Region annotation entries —
+--

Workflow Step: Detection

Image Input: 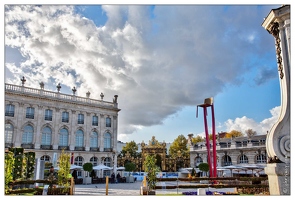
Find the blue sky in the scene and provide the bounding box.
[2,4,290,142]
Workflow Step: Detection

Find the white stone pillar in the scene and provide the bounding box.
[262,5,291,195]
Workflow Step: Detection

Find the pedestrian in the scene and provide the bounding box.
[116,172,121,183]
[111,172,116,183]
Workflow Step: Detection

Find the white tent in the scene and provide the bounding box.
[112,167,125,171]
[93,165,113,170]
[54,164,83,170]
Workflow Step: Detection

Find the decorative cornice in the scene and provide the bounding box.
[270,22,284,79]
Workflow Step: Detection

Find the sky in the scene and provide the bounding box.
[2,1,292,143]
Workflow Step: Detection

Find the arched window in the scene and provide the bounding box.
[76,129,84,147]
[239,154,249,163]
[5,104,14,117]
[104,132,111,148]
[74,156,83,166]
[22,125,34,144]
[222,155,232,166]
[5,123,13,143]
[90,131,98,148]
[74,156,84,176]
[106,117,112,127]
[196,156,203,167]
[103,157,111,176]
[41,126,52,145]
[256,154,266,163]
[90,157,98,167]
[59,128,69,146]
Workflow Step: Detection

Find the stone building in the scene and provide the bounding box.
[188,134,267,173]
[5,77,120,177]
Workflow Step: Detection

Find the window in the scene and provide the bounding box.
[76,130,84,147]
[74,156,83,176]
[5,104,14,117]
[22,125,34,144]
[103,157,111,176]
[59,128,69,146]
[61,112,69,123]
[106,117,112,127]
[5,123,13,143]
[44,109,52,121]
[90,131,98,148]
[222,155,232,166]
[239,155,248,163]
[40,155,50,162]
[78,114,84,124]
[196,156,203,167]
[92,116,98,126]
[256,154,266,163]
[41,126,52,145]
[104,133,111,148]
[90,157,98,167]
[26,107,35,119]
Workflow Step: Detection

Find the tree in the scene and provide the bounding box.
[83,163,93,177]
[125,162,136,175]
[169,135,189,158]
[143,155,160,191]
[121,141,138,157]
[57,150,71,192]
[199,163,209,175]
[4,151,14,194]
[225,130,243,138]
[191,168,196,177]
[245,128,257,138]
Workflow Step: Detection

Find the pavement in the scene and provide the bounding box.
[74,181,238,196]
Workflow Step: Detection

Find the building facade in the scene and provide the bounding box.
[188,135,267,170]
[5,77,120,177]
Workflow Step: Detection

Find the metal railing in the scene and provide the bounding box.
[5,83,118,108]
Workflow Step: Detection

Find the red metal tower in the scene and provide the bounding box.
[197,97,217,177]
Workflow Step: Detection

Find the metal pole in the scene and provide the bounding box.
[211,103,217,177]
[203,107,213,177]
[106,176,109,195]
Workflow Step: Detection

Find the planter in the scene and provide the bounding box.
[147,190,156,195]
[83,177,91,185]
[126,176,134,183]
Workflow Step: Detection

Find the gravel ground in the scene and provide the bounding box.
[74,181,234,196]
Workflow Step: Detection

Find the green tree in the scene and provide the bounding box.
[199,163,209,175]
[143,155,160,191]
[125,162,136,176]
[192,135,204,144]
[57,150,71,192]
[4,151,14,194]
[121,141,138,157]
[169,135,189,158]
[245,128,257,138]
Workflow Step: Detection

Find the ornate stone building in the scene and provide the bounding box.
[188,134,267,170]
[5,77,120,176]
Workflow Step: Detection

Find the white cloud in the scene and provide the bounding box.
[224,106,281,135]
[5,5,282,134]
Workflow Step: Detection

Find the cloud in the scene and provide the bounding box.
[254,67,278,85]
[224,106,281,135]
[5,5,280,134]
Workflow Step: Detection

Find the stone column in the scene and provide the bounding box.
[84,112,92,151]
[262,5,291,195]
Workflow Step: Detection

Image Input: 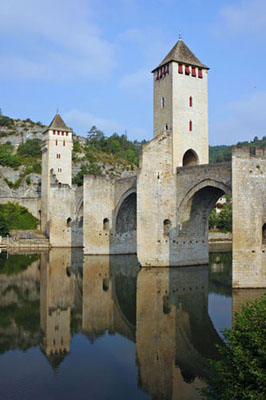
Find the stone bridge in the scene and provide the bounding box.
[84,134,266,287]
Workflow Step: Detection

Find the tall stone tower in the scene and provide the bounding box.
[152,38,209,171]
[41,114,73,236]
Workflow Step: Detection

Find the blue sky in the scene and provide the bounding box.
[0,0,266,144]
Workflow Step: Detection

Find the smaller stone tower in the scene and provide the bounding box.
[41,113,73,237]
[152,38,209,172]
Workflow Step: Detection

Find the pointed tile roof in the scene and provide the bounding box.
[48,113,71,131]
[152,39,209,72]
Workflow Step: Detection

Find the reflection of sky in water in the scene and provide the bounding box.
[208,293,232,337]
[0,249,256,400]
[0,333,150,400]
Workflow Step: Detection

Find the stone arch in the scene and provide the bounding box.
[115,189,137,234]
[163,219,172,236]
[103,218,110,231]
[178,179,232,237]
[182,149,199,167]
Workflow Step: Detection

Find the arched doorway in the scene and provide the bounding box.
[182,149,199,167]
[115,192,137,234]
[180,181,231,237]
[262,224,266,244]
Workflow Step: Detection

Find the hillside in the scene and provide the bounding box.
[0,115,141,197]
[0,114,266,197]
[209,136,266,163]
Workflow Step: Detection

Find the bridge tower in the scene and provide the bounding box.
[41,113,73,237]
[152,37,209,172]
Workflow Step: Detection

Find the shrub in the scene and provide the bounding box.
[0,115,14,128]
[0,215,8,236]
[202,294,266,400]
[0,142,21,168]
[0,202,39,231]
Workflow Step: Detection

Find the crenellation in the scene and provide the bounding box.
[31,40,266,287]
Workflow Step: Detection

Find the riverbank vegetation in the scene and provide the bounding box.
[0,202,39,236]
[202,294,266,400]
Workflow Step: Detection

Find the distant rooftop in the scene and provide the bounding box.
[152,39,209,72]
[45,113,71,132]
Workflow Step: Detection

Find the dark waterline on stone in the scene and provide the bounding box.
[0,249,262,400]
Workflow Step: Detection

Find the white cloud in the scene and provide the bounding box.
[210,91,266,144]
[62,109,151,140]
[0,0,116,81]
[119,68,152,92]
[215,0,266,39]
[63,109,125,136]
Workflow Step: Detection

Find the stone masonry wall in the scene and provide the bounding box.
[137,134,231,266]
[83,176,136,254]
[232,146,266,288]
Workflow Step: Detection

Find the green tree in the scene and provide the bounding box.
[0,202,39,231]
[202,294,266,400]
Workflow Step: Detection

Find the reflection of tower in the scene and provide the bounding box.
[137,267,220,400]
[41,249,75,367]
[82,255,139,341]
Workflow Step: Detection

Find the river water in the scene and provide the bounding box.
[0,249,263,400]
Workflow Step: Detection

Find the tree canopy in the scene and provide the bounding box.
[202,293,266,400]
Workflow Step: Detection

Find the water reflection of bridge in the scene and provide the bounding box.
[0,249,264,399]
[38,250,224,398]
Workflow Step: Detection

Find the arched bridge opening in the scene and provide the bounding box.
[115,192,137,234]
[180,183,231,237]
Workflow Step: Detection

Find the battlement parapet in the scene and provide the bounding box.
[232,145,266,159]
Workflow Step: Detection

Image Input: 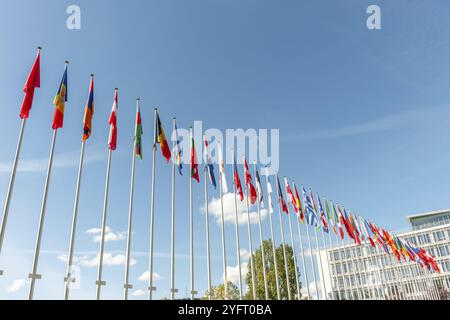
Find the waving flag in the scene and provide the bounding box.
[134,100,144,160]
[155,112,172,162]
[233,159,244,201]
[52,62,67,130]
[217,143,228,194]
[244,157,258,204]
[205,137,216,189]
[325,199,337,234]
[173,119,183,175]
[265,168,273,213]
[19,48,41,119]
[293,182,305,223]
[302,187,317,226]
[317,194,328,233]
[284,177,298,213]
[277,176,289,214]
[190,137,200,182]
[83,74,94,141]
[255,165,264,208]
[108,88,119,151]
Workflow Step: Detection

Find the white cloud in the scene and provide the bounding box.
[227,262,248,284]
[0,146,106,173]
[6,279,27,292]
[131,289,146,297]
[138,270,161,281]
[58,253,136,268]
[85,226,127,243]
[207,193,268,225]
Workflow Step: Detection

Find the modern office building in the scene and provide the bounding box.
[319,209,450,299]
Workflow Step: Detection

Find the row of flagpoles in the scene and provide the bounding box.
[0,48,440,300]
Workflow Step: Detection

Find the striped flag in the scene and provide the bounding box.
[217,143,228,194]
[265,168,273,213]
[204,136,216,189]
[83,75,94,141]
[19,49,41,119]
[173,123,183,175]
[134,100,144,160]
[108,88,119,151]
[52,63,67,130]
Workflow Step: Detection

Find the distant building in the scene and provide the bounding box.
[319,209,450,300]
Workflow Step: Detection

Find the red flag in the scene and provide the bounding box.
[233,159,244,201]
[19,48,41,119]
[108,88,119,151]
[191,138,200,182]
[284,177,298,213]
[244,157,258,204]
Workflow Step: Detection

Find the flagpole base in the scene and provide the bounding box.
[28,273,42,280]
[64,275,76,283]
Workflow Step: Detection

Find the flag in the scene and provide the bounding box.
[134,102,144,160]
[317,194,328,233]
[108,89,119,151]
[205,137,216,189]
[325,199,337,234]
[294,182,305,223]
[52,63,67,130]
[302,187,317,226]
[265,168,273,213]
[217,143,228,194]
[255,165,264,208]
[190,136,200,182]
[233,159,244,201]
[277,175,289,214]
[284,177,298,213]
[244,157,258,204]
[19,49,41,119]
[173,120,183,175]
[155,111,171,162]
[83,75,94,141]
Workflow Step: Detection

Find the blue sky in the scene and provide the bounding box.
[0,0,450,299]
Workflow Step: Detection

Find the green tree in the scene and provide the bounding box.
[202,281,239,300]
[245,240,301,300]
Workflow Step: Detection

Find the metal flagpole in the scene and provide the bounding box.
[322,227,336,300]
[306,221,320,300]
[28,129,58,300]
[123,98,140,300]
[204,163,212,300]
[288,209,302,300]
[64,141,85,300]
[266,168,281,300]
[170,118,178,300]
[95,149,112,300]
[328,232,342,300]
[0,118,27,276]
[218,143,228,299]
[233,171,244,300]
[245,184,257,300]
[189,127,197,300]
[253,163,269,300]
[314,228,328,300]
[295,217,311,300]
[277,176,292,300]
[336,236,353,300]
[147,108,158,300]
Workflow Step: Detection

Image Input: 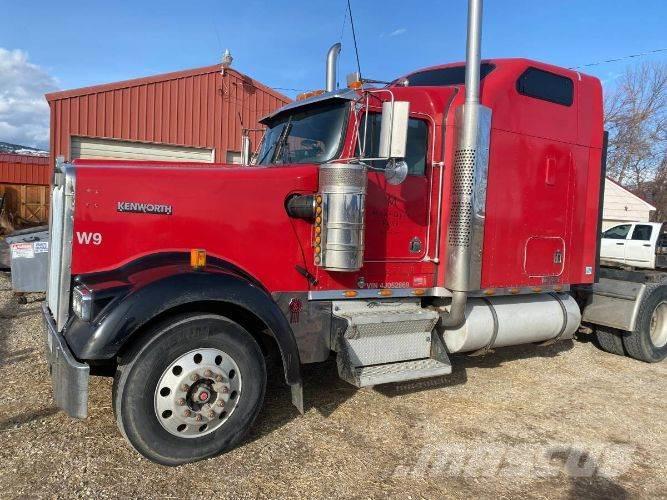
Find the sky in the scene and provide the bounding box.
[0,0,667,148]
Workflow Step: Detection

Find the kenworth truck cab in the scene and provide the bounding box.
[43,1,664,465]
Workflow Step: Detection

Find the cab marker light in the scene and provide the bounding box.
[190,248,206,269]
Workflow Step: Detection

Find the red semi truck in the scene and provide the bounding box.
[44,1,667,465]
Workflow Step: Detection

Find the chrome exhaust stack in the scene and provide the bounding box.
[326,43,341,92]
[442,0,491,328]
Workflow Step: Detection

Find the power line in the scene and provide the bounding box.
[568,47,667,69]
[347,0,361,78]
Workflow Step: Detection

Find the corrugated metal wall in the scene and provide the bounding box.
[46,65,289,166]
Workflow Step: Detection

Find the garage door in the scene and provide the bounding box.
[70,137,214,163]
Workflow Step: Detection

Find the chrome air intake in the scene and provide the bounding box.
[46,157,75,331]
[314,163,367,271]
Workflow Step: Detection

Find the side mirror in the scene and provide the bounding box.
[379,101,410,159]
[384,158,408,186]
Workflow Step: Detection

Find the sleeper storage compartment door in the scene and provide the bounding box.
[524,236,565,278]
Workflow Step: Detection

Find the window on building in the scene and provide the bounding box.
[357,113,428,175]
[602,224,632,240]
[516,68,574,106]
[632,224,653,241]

+--

Recast the listing as a numbered list, from its first line through the line containing "[26,107,35,119]", both ends included, with blank lines dropped and the pictures left out.

1. Workflow Step: Detection
2. Image Input: 
3. Find the blue sky in the scene and provide the bounding box.
4. [2,4,290,142]
5. Workflow Step: Detection
6. Find the white stone pillar in the scene and provide the bounding box.
7. [262,5,291,195]
8. Workflow Step: Detection
9. Find the pedestrian in the scene and provide the bounding box.
10. [116,172,121,183]
11. [111,172,116,183]
12. Workflow Step: Detection
13. Find the white tent in the scene and provide the bounding box.
14. [112,167,125,171]
15. [93,165,113,170]
16. [54,164,83,170]
17. Workflow Step: Detection
18. Find the decorative cornice in the scene and provide the bounding box.
19. [270,22,284,79]
20. Workflow Step: Detection
21. Find the sky in the scene and provide the bounding box.
22. [2,1,292,143]
23. Workflow Step: Detection
24. Find the arched window in the scene and provide the bounding box.
25. [76,129,84,147]
26. [239,154,249,163]
27. [5,104,14,117]
28. [104,132,111,148]
29. [74,156,83,166]
30. [22,125,34,144]
31. [222,155,232,166]
32. [5,123,13,143]
33. [90,131,98,148]
34. [74,156,84,176]
35. [106,117,112,127]
36. [196,156,203,167]
37. [103,157,111,176]
38. [41,126,52,145]
39. [256,154,266,163]
40. [90,157,98,167]
41. [59,128,69,146]
42. Workflow Step: Detection
43. Find the stone building in the scene and provide the bounding box.
44. [188,134,267,173]
45. [5,77,120,177]
46. Workflow Step: Detection
47. Find the window in the scene and provide the bounding box.
48. [76,130,84,147]
49. [74,156,83,176]
50. [5,104,14,117]
51. [22,125,34,144]
52. [103,157,111,176]
53. [59,128,69,146]
54. [61,112,69,123]
55. [106,117,112,127]
56. [5,123,13,143]
57. [44,109,52,121]
58. [90,131,98,148]
59. [222,155,232,166]
60. [239,155,248,163]
61. [40,155,50,162]
62. [78,114,84,124]
63. [196,156,203,167]
64. [92,116,98,126]
65. [256,154,266,163]
66. [41,126,52,145]
67. [104,133,111,148]
68. [90,157,98,167]
69. [26,107,35,119]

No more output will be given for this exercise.